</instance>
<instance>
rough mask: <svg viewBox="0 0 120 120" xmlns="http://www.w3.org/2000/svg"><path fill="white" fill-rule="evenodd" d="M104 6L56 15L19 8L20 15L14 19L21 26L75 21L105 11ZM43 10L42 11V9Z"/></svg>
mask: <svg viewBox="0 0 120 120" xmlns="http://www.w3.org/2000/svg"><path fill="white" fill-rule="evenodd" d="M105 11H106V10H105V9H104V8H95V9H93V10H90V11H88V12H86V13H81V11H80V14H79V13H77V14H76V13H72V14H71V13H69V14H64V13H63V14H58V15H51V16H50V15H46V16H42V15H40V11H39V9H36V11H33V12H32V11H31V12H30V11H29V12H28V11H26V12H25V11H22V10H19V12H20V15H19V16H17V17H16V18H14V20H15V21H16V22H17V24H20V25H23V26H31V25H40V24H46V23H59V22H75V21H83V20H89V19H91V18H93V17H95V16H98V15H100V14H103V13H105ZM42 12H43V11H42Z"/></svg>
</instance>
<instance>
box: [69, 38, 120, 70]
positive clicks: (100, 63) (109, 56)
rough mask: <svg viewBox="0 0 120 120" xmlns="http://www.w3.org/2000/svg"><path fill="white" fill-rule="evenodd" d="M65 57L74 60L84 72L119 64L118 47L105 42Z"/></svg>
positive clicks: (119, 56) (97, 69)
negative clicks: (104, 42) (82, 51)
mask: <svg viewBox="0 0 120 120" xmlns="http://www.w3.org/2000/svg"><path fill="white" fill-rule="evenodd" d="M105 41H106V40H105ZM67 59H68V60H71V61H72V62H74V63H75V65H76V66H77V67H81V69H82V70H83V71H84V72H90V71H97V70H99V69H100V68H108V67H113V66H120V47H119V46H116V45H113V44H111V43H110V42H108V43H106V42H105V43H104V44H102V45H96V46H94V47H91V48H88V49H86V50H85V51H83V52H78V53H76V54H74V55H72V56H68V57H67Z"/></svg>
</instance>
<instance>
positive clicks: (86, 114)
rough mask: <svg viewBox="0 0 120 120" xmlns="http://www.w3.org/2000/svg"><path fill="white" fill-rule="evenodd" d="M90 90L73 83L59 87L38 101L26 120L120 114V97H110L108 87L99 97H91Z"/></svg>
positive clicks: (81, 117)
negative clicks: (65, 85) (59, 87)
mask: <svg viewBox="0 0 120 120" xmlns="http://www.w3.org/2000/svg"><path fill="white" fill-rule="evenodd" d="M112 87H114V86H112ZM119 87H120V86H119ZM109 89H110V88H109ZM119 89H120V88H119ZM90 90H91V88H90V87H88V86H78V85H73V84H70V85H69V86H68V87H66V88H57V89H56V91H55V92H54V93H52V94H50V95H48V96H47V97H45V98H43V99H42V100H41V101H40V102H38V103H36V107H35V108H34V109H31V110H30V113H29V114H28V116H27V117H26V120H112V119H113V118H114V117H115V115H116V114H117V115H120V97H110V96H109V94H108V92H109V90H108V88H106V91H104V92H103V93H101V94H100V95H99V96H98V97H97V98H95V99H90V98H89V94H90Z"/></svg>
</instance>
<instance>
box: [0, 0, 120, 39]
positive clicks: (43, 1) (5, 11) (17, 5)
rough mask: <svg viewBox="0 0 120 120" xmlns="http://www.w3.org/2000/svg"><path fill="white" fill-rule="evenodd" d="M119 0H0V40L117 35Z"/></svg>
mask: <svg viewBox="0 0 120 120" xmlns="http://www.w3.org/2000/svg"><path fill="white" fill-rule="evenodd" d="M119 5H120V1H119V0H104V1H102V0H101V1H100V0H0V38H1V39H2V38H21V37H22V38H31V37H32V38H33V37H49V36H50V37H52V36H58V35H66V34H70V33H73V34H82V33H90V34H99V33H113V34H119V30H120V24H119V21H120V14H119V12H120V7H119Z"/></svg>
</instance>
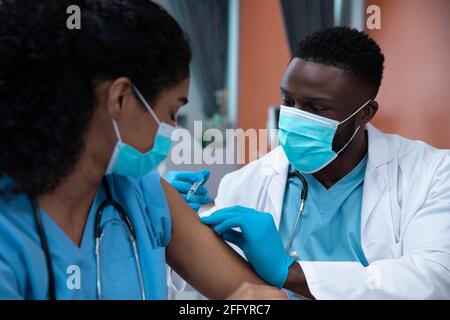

-- -- --

*課題*:
すべての記録で「rough mask」を「coarse mask」に置き換え、ほかは元のまま書き換えよ。画像は答えに含めない。

*解答*:
</instance>
<instance>
coarse mask: <svg viewBox="0 0 120 120" xmlns="http://www.w3.org/2000/svg"><path fill="white" fill-rule="evenodd" d="M104 6L56 15L19 8L20 15L14 19L21 26L75 21L105 11ZM43 10L42 11V9Z"/></svg>
mask: <svg viewBox="0 0 120 120" xmlns="http://www.w3.org/2000/svg"><path fill="white" fill-rule="evenodd" d="M105 11H106V10H105V9H104V8H95V9H93V10H90V11H88V12H86V13H81V11H80V14H79V13H77V14H76V13H72V14H71V13H69V14H64V13H63V14H58V15H51V16H50V15H46V16H42V15H40V11H39V9H36V11H33V12H32V11H31V12H30V11H29V12H28V11H26V12H25V11H22V10H19V12H20V15H19V16H17V17H16V18H14V20H15V21H16V22H17V24H20V25H23V26H31V25H40V24H46V23H59V22H75V21H83V20H89V19H91V18H93V17H95V16H98V15H100V14H103V13H105ZM42 12H43V11H42Z"/></svg>
</instance>
<instance>
box: [69, 38, 120, 70]
positive clicks: (100, 63) (109, 56)
coarse mask: <svg viewBox="0 0 120 120" xmlns="http://www.w3.org/2000/svg"><path fill="white" fill-rule="evenodd" d="M65 57L74 60L84 72L119 64L118 47L105 42Z"/></svg>
positive clicks: (119, 56) (97, 69)
negative clicks: (104, 42) (82, 51)
mask: <svg viewBox="0 0 120 120" xmlns="http://www.w3.org/2000/svg"><path fill="white" fill-rule="evenodd" d="M105 41H106V40H105ZM67 59H68V60H71V61H72V62H74V63H75V65H76V66H77V67H81V69H82V70H83V71H84V72H90V71H97V70H99V69H100V68H108V67H113V66H120V47H119V46H116V45H113V44H111V43H110V42H108V43H106V42H105V43H104V44H102V45H96V46H94V47H91V48H88V49H86V50H85V51H83V52H78V53H76V54H74V55H72V56H68V57H67Z"/></svg>
</instance>
<instance>
positive clicks: (86, 114)
coarse mask: <svg viewBox="0 0 120 120" xmlns="http://www.w3.org/2000/svg"><path fill="white" fill-rule="evenodd" d="M90 90L73 83L59 87L38 101L26 120L120 114V97H110L108 87L99 97H91Z"/></svg>
positive clicks: (81, 117)
negative clicks: (65, 85) (59, 87)
mask: <svg viewBox="0 0 120 120" xmlns="http://www.w3.org/2000/svg"><path fill="white" fill-rule="evenodd" d="M112 87H114V86H112ZM119 87H120V86H119ZM109 89H110V88H109ZM119 89H120V88H119ZM90 90H91V88H90V87H88V86H78V85H73V84H70V85H69V86H68V87H66V88H57V89H56V91H55V92H54V93H52V94H50V95H48V96H47V97H45V98H43V99H42V100H41V101H40V102H38V103H36V107H35V108H34V109H31V110H30V113H29V114H28V116H27V117H26V120H112V119H113V118H114V117H115V115H116V114H117V115H120V97H110V96H109V94H108V92H109V90H108V88H106V91H104V92H103V93H101V94H100V95H99V96H98V97H97V98H95V99H90V98H89V94H90Z"/></svg>
</instance>
<instance>
box: [0, 0, 120, 39]
positive clicks: (43, 1) (5, 11) (17, 5)
coarse mask: <svg viewBox="0 0 120 120" xmlns="http://www.w3.org/2000/svg"><path fill="white" fill-rule="evenodd" d="M119 0H0V40L117 35Z"/></svg>
mask: <svg viewBox="0 0 120 120" xmlns="http://www.w3.org/2000/svg"><path fill="white" fill-rule="evenodd" d="M119 5H120V1H119V0H104V1H102V0H101V1H100V0H0V38H1V39H2V38H21V37H22V38H31V37H32V38H33V37H49V36H50V37H52V36H58V35H66V34H70V33H73V34H82V33H90V34H99V33H113V34H119V30H120V24H119V21H120V14H119V12H120V7H119Z"/></svg>
</instance>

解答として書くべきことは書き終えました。